=== EXTRAIT DU TEXTE ===
Aziz Rebbah, ministre des Mines et de l’Energie et Abdelkader Amara, ministre de l’Equipement, du transport et de la logistique, deux ministres marocains, veulent autoriser une activité qui menace l’environnement du littoral, l’écosystème marin et le gagne-pain de plusieurs milliers de pêcheurs, en fermant l’œil sur deux études scientifiques dont une émane du département de l’Environnement?
Tout d’abord c’est quoi le dragage ?
On appelle dragage l’opération qui consiste à extraire les matériaux situés sur le fond d’un plan d’eau. L’objectif peut être de réaliser des travaux de génie portuaire (creusement de bassins ou de chenaux), d’entretenir les chenaux fluviaux ou maritimes empruntés par les navires lorsqu’ils ont été comblés par les sédiments, d’effectuer des opérations de remblaiement pour reconstituer les plages ou gagner des terres sur la mer ou d’extraire des granulats marins pour répondre aux besoins du secteur de la construction.
Désolé environnement, l’Argent passe avant toi !
L’affaire de l’autorisation de dragage du sable de mer au large de Larache, octroyée à la société Drapor fin août 2020, n’a pas encore révélé tous ses secrets. Accordée par Aziz Rebbah, ministre des Mines et de l’Energie, cette autorisation est d’ordre environnementale. Aussi secondaire qu’elle puisse paraître du fait qu’elle requiert une deuxième autorisation d’exploitation du département de l’Equipement, il ne faut pas se leurrer, elle est le principal obstacle que ladite société n’a pas pu surmonter depuis 23 ans. Même du temps où Amara était à la tête du département des Mines et de l’Energie, car ce dernier était sérieusement gêné par une étude scientifique réalisée par sa «collègue» du parti, alors ministre de l’Environnement, Nezha El Ouafi, qui a conclu aux dangers du dragage du sable de mer sur l’écosystème marin, l’environnement du littoral et la pêche.
=== JEU DE DONNÉES ===
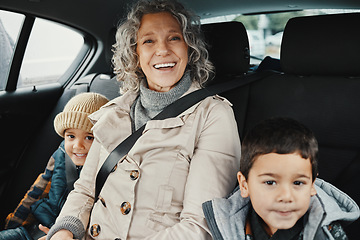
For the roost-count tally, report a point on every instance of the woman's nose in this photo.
(162, 49)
===
== CONSIGNE ==
Recopiez mot pour mot, du début à la fin, l'extrait ci-dessus sur le dragage du sable de mer au large de Larache.

== RÉPONSE ATTENDUE ==
Aziz Rebbah, ministre des Mines et de l’Energie et Abdelkader Amara, ministre de l’Equipement, du transport et de la logistique, deux ministres marocains, veulent autoriser une activité qui menace l’environnement du littoral, l’écosystème marin et le gagne-pain de plusieurs milliers de pêcheurs, en fermant l’œil sur deux études scientifiques dont une émane du département de l’Environnement?
Tout d’abord c’est quoi le dragage ?
On appelle dragage l’opération qui consiste à extraire les matériaux situés sur le fond d’un plan d’eau. L’objectif peut être de réaliser des travaux de génie portuaire (creusement de bassins ou de chenaux), d’entretenir les chenaux fluviaux ou maritimes empruntés par les navires lorsqu’ils ont été comblés par les sédiments, d’effectuer des opérations de remblaiement pour reconstituer les plages ou gagner des terres sur la mer ou d’extraire des granulats marins pour répondre aux besoins du secteur de la construction.
Désolé environnement, l’Argent passe avant toi !
L’affaire de l’autorisation de dragage du sable de mer au large de Larache, octroyée à la société Drapor fin août 2020, n’a pas encore révélé tous ses secrets. Accordée par Aziz Rebbah, ministre des Mines et de l’Energie, cette autorisation est d’ordre environnementale. Aussi secondaire qu’elle puisse paraître du fait qu’elle requiert une deuxième autorisation d’exploitation du département de l’Equipement, il ne faut pas se leurrer, elle est le principal obstacle que ladite société n’a pas pu surmonter depuis 23 ans. Même du temps où Amara était à la tête du département des Mines et de l’Energie, car ce dernier était sérieusement gêné par une étude scientifique réalisée par sa «collègue» du parti, alors ministre de l’Environnement, Nezha El Ouafi, qui a conclu aux dangers du dragage du sable de mer sur l’écosystème marin, l’environnement du littoral et la pêche.